▸ Task description: Copy out every line of the material below, requests included, but scale each x and y coordinate in the answers by 0.65, rounding to the nearest whole number with halves going up. Leave the pictures out.

▸ Task material:
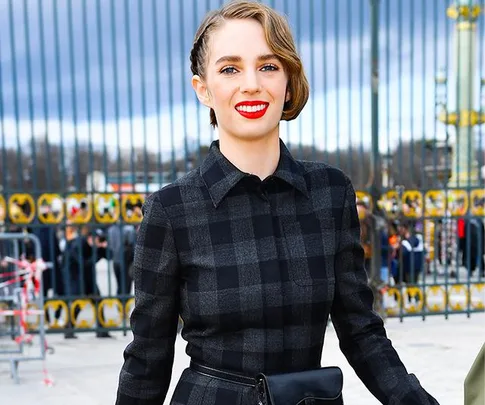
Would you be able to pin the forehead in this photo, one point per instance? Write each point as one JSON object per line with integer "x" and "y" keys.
{"x": 244, "y": 38}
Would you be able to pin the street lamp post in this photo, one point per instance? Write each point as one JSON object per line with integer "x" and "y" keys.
{"x": 464, "y": 118}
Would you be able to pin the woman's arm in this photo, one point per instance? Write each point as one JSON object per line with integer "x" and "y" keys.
{"x": 147, "y": 370}
{"x": 360, "y": 330}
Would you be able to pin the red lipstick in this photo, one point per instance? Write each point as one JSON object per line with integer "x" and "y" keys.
{"x": 252, "y": 109}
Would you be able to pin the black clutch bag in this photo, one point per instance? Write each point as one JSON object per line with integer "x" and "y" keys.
{"x": 322, "y": 386}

▸ Answer below:
Would you be able to pin the forehead in this photo, one point per instance? Write each point as one JSON object per line with integer "x" and "y" keys.
{"x": 159, "y": 25}
Would you be able to pin the street lamp post in this photo, one point per instance? Write each point as one JSON object per line with integer "x" and "y" keys.
{"x": 302, "y": 77}
Would you be able to pin the woman's arm in this photo, one point per instance? Write each point as one JSON object per line with integer "x" and "y" keys.
{"x": 96, "y": 241}
{"x": 234, "y": 215}
Would you be able to pin the red lipstick in this photo, one point per instance? Write each point as one JSON object per line with integer "x" and "y" keys.
{"x": 164, "y": 71}
Would you be able to pin the black clutch bag in this photo, one point per instance? Write each point as one JSON object per line with integer "x" and "y" keys.
{"x": 209, "y": 251}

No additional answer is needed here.